### Tasks to complete
- 1) Copy out the passage of the forum thread about soundproofed car doors starting at "by the way you" and ending at "fewer door dings.".
- 2) Locate every line in the entries that contains the string "instance", matching case exactly.

### Article

────────────────────────────────────────

# Pics of my soundproofed doors (finally)



## Sethticlees (May 30, 2002)

I started this project last summer and it took me tell today to finally post some pics.

I just put the finishing touches on, one last layer of FatMat. It’s finally Perfect!


----------



## Guest (May 8, 2003)

And you did this... why??


----------



## dry (Oct 21, 2002)

how does it sound compared to NON soundproofed doors?


----------



## Fonque (May 1, 2002)

where did you mount the crossovers in the door? like behind what part of the panel?


----------



## superfro86 (May 15, 2002)

duh its stops rattling from the component set and from the woofers when you really got the system cranked


----------



## Sethticlees (May 30, 2002)

bgriffey said:


> *And you did this... why?? *


Sound Quality! 
With soundproofed doors my Polk EX component system sounds awesome. With high highs and low lows the acoustical spectrum is amazing. The soundproofing blocks all the road noise out while at the same time keeps my stereo sound waves in. 




DryBoy said:


> *how does it sound compared to NON soundproofed doors? *


I can hear every musical note/tone crisp and clean while doing 70 on the freeway. Granted road noise still comes in from the floor and sunroof but the overall db level in the cabin is perfect. It was well worth it IMHO. Funny cuz I get to do it all over again soon when I buy my 200sx SE-R. Floors and more this time.




Fonque said:


> *where did you mount the crossovers in the door? like behind what part of the panel? *


You can actually see the crossovers in the pictures. Look at the seatbelt contraption and you’ll notice a small box with 6 speaker wires coming off it. I had to remove the cover/top off each crossover to get a perfect fit. Clearance issues come into play when you stash an x-over in your door. Also you may need to get at the crossover for one reason or another so you can’t just burry it and forget it.


----------



## ccroaddog (Jun 20, 2002)

bgriffey said:


> *And you did this... why?? *


 \

do you even know what sound deadner does???


----------



## ccroaddog (Jun 20, 2002)

by the way you did a better job than me on my doors (pics later) i just went behind everything on the door itself... very good job


----------



## Sethticlees (May 30, 2002)

Yeah, I did that. VB-1 covers the entire inside of each door. 

Man, if i had only done that sooner I'll bet i'd have fewer door dings.


----------



## Guest (May 10, 2003)

Oh ok... you're one of those guys that will need a hearing aid at age 40...
Boom Boom!
Can ya hear me now?... lol


*Sound Quality! 
With soundproofed doors my Polk EX component system sounds awesome. With high highs and low lows the acoustical spectrum is amazing. The soundproofing blocks all the road noise out while at the same time keeps my stereo sound waves in. *


----------



## ccroaddog (Jun 20, 2002)

bgriffey said:


> *Oh ok... you're one of those guys that will need a hearing aid at age 40...
> Boom Boom!

────────────────────────────────────────

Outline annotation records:
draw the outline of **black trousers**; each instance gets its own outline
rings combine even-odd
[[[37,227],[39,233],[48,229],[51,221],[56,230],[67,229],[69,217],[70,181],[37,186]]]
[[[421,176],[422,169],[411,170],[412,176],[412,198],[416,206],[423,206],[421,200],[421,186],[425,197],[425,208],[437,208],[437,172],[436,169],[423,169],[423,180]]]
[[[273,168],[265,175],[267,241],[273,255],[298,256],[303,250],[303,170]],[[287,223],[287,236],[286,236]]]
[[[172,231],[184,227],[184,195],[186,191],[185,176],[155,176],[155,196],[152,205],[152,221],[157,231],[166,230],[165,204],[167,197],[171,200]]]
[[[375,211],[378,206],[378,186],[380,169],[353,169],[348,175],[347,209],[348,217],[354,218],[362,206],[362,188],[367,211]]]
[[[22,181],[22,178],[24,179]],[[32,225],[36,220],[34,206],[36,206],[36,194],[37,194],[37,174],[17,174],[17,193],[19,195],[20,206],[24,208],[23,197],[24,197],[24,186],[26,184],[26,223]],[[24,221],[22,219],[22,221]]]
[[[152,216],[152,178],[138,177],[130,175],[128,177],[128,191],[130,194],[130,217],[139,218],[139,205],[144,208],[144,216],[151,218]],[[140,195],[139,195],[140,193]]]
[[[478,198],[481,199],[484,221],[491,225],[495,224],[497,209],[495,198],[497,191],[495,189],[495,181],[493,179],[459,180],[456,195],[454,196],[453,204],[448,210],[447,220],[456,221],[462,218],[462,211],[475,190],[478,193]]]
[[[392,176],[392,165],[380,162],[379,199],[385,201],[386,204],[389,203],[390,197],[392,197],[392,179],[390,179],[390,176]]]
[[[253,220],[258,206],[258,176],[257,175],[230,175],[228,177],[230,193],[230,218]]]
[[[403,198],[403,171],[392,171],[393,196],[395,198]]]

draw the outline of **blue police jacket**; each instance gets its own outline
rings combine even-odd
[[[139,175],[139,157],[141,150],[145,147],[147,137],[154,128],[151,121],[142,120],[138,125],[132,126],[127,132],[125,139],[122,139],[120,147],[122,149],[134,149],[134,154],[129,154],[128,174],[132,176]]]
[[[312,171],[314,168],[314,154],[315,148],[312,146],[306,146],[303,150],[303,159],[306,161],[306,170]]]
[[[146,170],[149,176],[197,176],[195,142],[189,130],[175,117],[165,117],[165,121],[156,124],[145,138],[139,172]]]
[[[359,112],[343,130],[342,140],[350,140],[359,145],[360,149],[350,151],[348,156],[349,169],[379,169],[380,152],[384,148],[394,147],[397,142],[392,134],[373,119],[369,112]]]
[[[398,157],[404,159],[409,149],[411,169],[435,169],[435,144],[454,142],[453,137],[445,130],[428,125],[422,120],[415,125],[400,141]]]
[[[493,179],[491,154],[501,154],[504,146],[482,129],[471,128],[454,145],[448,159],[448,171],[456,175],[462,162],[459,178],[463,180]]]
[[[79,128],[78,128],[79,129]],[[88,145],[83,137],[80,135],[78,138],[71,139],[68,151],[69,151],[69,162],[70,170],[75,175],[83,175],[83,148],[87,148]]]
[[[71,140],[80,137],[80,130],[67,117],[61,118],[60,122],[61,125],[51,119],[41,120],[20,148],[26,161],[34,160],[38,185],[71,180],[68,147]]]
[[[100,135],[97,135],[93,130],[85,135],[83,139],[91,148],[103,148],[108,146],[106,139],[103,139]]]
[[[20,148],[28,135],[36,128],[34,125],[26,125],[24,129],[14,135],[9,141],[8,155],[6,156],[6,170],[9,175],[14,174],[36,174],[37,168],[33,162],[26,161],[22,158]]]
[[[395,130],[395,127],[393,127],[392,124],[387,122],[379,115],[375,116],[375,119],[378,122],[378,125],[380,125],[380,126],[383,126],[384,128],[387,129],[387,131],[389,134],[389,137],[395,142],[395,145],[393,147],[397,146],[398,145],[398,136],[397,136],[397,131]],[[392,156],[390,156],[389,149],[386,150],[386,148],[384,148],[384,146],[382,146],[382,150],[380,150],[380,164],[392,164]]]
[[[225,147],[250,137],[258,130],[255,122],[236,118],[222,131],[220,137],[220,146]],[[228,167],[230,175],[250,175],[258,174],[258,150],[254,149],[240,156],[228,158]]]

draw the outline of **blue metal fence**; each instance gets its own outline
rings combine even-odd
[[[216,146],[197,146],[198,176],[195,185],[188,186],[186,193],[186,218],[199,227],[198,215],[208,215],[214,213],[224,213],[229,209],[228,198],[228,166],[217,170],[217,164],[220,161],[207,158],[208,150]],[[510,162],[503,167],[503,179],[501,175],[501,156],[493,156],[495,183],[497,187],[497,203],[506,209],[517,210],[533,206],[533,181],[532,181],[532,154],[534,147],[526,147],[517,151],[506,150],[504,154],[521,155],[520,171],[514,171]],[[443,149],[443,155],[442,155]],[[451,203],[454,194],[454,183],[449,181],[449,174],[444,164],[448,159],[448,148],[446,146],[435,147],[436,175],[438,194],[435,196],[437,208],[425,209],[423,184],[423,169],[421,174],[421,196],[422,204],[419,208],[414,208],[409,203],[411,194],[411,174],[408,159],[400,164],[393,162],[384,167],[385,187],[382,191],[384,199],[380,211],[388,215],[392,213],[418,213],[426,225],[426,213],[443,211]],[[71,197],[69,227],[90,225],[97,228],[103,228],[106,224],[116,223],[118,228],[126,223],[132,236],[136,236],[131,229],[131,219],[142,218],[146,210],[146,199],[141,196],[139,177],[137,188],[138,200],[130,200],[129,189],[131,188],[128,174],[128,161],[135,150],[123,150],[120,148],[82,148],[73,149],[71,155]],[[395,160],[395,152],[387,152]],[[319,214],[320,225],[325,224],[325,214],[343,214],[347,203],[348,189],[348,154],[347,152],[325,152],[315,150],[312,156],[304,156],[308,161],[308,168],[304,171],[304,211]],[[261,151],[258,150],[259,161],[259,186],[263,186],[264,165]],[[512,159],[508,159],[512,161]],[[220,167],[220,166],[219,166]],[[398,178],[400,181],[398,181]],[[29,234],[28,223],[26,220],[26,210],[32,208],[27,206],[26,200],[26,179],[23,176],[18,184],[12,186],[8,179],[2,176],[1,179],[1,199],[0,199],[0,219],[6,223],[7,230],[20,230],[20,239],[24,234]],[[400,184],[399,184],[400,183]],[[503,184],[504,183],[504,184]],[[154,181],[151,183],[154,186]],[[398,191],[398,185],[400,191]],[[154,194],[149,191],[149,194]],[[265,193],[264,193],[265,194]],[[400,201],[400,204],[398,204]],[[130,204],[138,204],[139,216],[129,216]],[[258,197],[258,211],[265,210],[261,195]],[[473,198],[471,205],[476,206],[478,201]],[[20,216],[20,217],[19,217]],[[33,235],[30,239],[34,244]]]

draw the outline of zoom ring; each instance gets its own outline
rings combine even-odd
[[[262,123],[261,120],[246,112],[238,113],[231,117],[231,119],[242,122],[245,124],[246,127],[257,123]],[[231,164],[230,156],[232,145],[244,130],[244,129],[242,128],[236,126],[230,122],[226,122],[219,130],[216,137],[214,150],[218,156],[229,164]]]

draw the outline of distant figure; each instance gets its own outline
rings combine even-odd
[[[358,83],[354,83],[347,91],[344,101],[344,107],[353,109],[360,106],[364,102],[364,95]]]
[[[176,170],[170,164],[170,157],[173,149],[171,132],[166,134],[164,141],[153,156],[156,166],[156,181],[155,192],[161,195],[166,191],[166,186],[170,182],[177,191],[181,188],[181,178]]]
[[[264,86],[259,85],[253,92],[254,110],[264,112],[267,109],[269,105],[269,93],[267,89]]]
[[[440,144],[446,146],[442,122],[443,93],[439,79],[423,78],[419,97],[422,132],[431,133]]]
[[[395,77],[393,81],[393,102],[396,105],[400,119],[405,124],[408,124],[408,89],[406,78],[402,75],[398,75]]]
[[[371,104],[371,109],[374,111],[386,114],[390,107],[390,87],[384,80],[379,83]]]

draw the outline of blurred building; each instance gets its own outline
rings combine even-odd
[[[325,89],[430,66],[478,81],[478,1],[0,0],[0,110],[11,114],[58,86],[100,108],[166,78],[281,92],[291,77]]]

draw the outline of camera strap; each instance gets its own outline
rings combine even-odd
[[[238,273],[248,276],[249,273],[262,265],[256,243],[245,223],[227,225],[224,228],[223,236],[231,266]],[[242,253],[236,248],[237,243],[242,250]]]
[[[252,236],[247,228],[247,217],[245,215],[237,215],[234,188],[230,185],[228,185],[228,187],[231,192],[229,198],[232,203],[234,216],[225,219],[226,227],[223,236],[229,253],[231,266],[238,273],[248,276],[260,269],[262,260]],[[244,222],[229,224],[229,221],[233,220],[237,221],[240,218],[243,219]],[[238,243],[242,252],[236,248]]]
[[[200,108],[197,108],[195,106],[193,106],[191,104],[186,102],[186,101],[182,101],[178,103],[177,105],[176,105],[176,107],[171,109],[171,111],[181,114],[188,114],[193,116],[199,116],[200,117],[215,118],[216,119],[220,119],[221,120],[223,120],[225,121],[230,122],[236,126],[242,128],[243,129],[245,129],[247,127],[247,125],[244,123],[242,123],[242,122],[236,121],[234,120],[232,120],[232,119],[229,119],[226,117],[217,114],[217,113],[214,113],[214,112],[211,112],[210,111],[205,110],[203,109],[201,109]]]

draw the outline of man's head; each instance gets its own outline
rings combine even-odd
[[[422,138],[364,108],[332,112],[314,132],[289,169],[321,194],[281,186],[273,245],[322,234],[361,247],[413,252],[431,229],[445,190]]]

────────────────────────────────────────

### Solutions for each task
- 1)
by the way you did a better job than me on my doors (pics later) i just went behind everything on the door itself... very good job


----------



## Sethticlees (May 30, 2002)

Yeah, I did that. VB-1 covers the entire inside of each door. 

Man, if i had only done that sooner I'll bet i'd have fewer door dings.

- 2)
draw the outline of **black trousers**; each instance gets its own outline
draw the outline of **blue police jacket**; each instance gets its own outline
draw the outline of **blue metal fence**; each instance gets its own outline
draw the outline of zoom ring; each instance gets its own outline
draw the outline of distant figure; each instance gets its own outline
draw the outline of blurred building; each instance gets its own outline
draw the outline of camera strap; each instance gets its own outline
draw the outline of man's head; each instance gets its own outline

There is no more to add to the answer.